[Entries supplied]
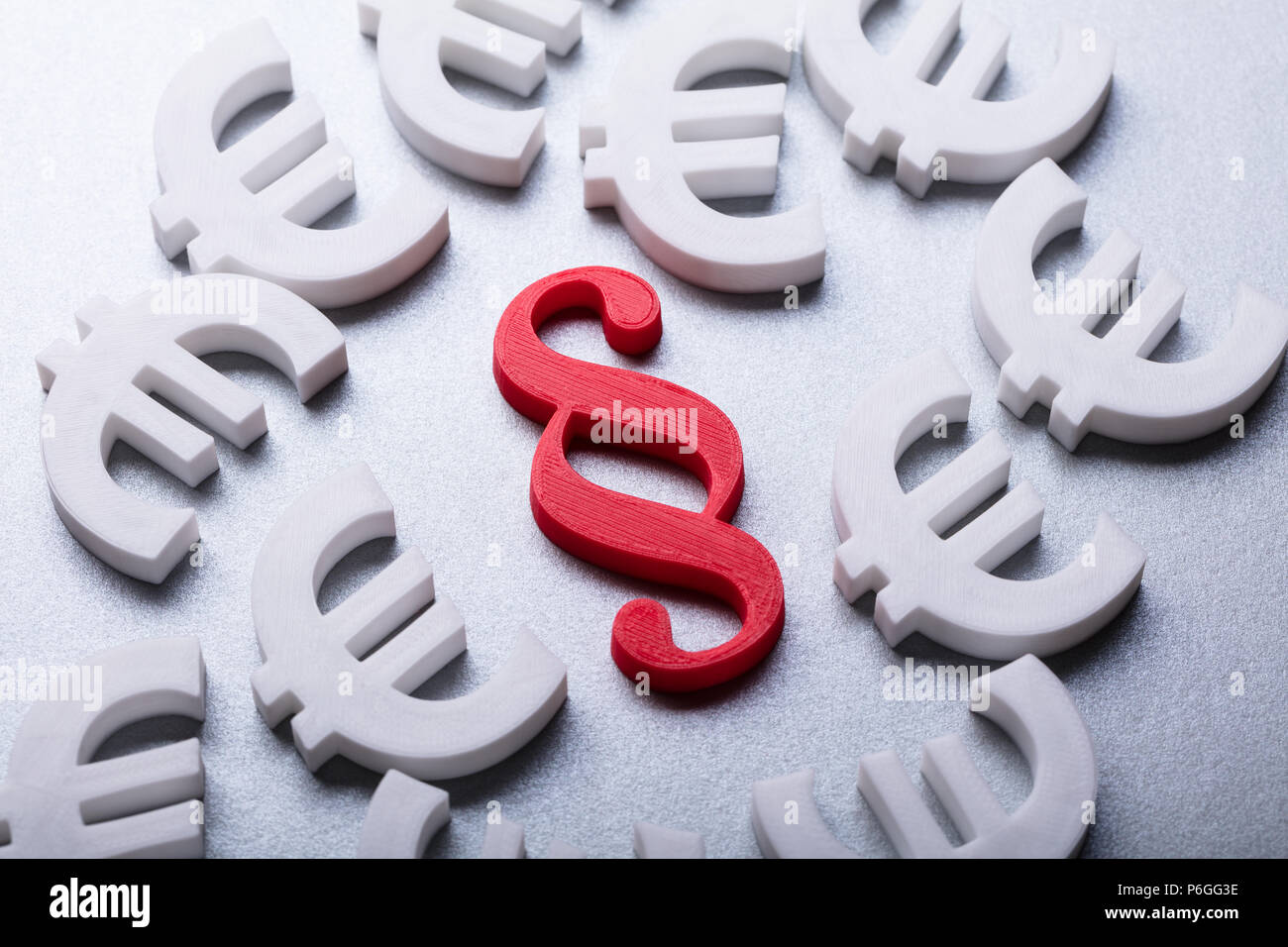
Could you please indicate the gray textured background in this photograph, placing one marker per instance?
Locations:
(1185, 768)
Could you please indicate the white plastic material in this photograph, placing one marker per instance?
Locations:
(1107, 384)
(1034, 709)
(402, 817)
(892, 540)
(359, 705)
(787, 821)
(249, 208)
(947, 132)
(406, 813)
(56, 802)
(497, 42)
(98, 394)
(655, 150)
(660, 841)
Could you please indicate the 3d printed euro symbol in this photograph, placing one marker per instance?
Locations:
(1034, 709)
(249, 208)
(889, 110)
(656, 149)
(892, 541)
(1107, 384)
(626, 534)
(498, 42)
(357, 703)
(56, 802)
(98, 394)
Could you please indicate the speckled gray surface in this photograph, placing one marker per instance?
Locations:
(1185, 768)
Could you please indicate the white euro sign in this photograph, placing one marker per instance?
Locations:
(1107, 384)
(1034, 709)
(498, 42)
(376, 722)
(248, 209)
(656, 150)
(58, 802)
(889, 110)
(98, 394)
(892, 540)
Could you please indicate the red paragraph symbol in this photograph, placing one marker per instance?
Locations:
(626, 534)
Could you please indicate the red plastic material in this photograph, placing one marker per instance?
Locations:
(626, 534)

* * *

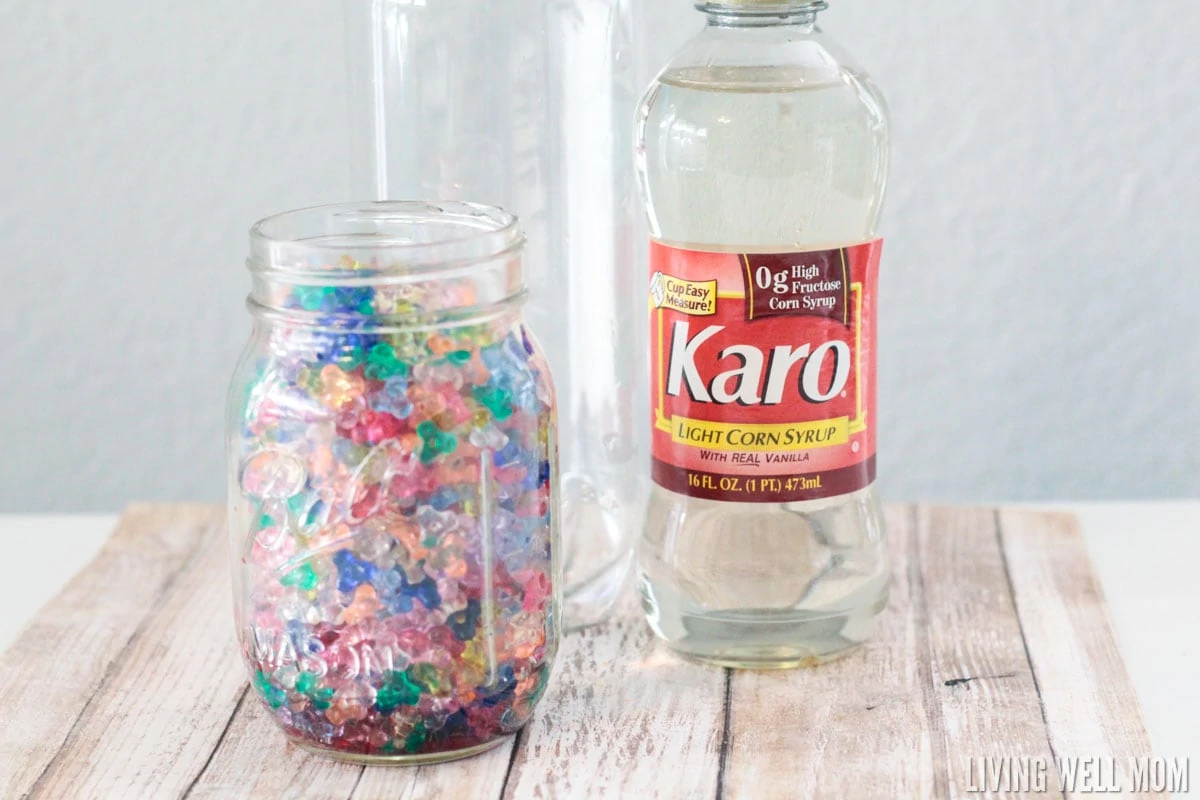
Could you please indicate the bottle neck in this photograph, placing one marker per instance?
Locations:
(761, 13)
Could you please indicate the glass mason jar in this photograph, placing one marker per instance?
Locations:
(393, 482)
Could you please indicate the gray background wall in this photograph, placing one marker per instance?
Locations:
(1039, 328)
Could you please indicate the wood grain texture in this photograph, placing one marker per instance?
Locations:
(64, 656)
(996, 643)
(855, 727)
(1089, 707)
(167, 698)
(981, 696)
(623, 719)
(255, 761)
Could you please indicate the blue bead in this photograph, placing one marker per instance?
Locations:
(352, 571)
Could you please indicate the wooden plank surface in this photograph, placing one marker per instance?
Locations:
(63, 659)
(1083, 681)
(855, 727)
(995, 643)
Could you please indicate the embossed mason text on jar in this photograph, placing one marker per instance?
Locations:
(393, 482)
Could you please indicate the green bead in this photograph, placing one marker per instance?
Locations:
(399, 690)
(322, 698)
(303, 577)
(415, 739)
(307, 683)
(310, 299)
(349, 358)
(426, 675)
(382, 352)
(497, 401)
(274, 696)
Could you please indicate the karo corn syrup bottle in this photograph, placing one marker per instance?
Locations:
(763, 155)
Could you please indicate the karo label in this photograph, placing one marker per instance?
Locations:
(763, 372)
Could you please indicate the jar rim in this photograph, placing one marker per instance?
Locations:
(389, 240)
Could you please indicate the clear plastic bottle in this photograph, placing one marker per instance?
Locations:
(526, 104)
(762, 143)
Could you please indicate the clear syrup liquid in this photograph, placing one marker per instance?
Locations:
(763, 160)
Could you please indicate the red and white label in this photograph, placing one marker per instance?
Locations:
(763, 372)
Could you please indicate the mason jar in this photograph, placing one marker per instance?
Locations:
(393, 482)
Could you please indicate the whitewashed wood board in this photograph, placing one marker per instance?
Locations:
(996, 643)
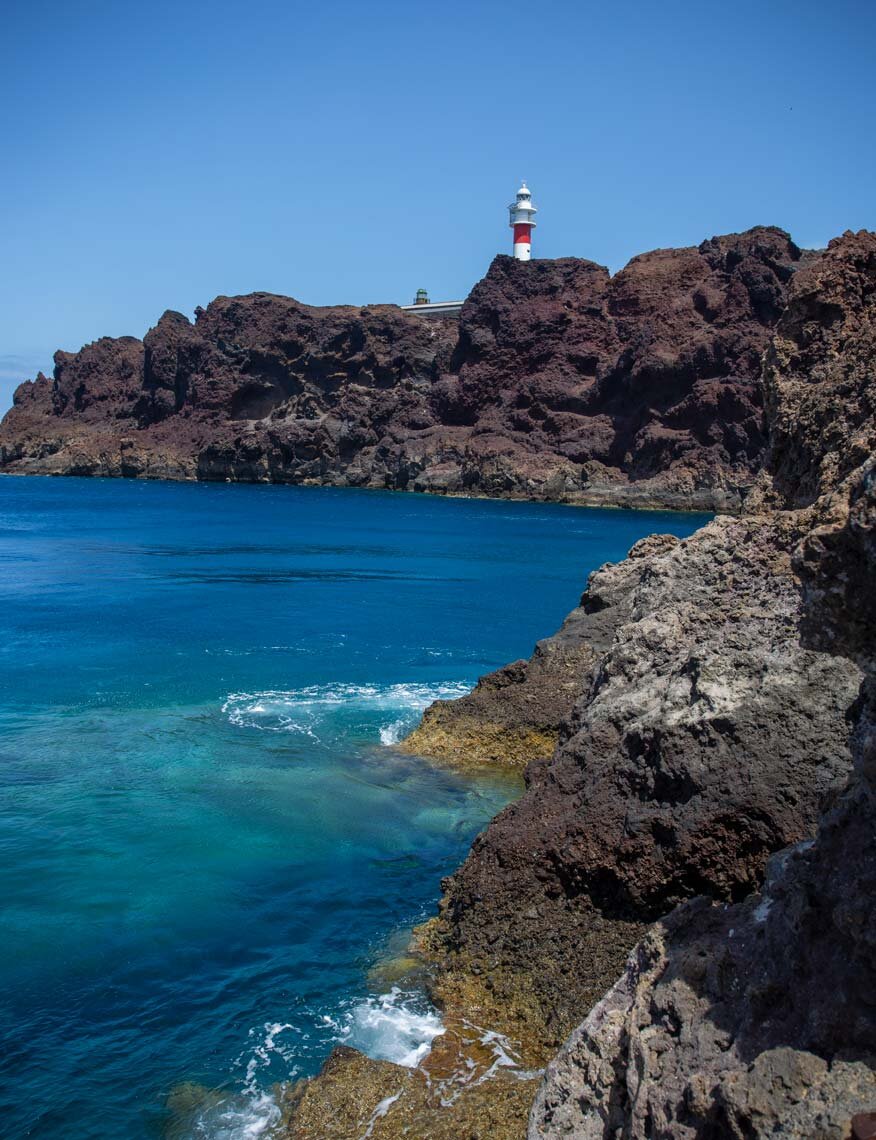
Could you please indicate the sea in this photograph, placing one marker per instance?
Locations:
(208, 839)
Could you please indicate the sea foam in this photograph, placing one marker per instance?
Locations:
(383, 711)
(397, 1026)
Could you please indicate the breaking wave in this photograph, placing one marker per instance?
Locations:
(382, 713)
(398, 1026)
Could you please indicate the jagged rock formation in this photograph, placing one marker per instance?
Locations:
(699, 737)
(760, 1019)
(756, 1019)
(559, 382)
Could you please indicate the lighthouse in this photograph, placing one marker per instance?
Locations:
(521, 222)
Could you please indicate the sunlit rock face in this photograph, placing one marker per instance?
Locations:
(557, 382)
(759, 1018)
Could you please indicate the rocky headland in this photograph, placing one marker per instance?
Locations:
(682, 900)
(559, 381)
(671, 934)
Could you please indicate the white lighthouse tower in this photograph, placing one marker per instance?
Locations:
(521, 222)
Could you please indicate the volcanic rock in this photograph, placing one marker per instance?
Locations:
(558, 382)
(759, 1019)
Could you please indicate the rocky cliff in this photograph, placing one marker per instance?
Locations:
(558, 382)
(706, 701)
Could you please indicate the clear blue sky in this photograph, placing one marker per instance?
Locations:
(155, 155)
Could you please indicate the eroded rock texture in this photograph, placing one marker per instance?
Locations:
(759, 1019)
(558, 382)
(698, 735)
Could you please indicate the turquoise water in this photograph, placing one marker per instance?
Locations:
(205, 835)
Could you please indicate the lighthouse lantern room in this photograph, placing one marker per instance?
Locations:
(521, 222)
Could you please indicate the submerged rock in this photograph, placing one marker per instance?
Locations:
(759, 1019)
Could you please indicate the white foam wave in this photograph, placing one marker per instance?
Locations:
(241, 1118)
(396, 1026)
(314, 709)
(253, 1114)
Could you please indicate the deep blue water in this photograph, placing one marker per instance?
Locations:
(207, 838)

...

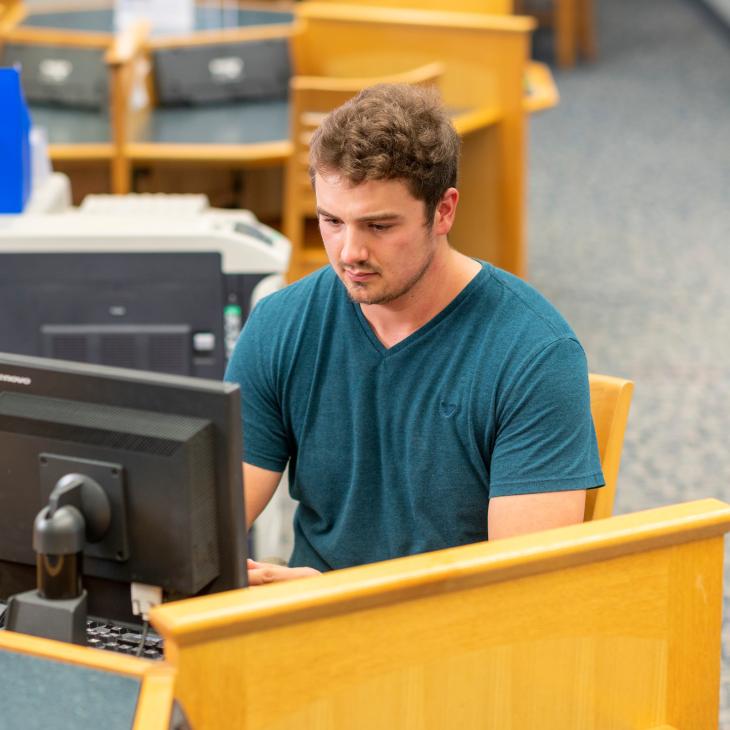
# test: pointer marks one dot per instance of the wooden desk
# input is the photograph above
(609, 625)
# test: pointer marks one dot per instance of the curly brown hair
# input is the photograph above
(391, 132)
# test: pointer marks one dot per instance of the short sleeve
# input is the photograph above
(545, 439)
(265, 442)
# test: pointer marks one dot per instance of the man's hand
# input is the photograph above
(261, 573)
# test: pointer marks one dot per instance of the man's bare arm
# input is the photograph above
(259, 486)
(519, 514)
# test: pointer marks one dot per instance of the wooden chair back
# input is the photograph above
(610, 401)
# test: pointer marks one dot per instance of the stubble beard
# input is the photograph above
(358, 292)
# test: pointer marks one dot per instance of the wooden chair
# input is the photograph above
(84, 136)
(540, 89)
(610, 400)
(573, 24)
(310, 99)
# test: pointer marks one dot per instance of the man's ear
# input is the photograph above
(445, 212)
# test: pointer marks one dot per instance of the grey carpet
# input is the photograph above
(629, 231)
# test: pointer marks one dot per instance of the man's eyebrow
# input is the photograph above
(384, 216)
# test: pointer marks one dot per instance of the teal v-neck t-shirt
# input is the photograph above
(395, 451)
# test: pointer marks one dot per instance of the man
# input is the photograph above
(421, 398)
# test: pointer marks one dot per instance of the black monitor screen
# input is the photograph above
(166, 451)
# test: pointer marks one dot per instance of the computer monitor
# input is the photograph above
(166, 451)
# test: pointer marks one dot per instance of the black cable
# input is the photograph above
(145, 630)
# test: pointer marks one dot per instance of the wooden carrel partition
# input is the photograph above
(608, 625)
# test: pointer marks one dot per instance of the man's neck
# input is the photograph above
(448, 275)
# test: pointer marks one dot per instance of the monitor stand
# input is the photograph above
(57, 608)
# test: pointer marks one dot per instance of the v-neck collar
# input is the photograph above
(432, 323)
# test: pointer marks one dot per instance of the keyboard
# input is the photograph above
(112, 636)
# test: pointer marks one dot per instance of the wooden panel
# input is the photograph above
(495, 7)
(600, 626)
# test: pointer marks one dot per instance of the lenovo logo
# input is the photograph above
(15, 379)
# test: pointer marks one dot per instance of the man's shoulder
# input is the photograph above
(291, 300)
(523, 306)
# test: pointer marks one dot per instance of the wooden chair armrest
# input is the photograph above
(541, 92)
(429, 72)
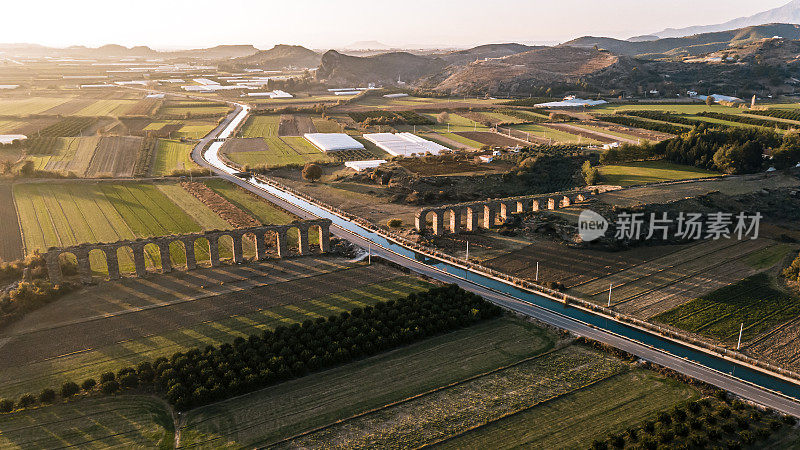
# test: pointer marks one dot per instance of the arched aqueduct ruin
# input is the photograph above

[What the exercise asks] List every line in the records above that contains the word "monitor".

[Solution for this task]
# test: pointer marks one dot per instance of the black monitor screen
# test: pointer marks one dot per instance of the computer monitor
# test: pointer marks one dot per instance of the monitor stand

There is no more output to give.